Region pointing data
==*==

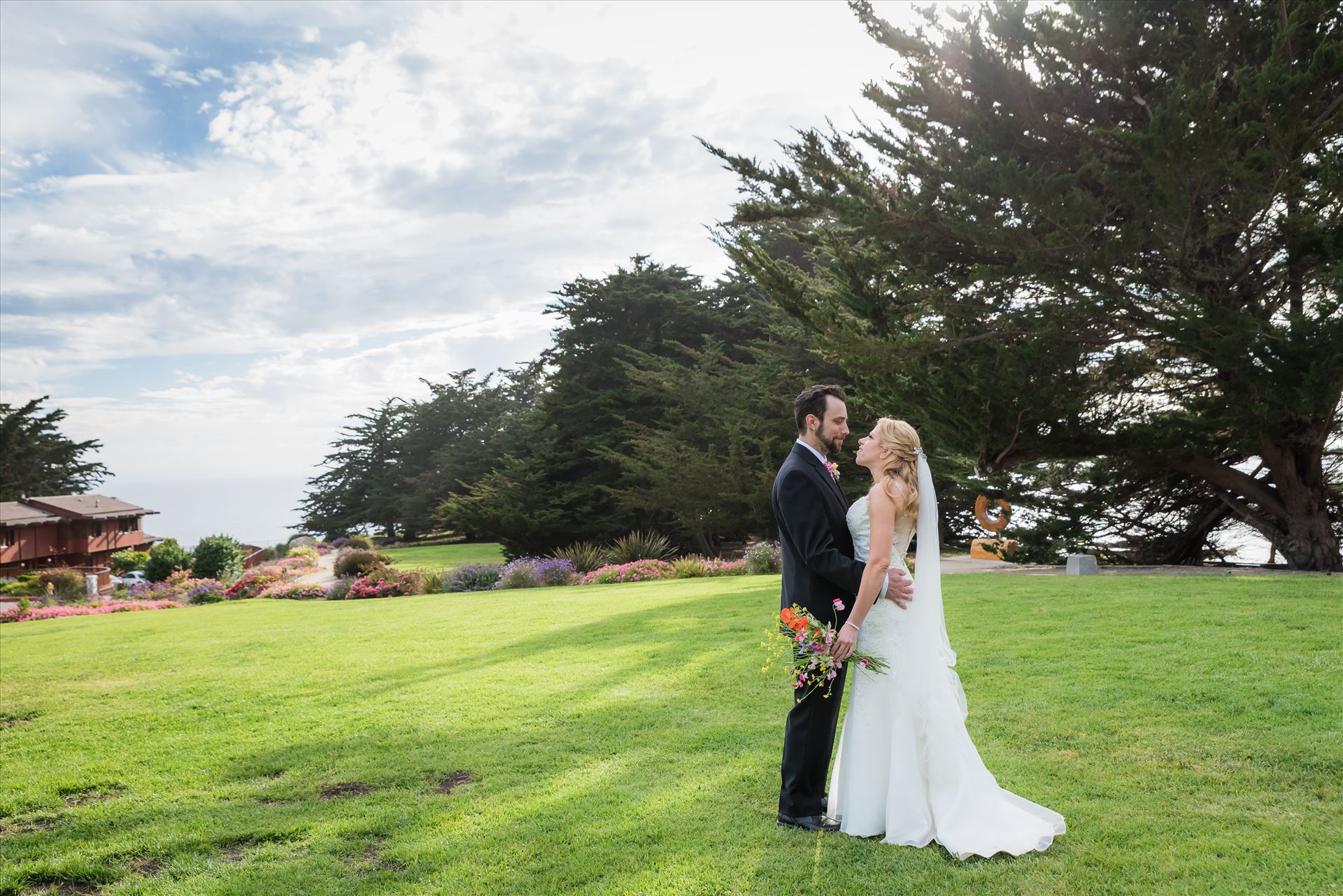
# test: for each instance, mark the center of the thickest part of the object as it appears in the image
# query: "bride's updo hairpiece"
(900, 474)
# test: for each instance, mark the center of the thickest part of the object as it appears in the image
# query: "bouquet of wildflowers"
(807, 641)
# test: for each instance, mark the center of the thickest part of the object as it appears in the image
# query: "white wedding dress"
(906, 766)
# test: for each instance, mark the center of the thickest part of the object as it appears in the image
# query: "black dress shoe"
(809, 823)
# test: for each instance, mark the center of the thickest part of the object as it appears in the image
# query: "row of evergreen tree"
(1090, 250)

==*==

# What the task requires:
Retype all the entries word for word; the pictures stay out.

# Answer space:
# test: for each instance, mark the center of the thickest part of the object as it appears in the image
# query: "bride's updo hairpiece"
(900, 474)
# test: for each instance, mark the center of the thickest part of the object as it appears in the image
# query: "bouquet of wildflowers"
(807, 641)
# test: for each instance, mark the center of the thickest part of the object as it appears in the image
# query: "white wedding dress"
(906, 766)
# test: for each instance, mark the center of the thickest part of the object as it appears in the image
# query: "black dress shoe"
(809, 823)
# test: for each instance, mark the center of the thickest part of the object as it appears in the image
# query: "row of evergreen tree"
(1090, 250)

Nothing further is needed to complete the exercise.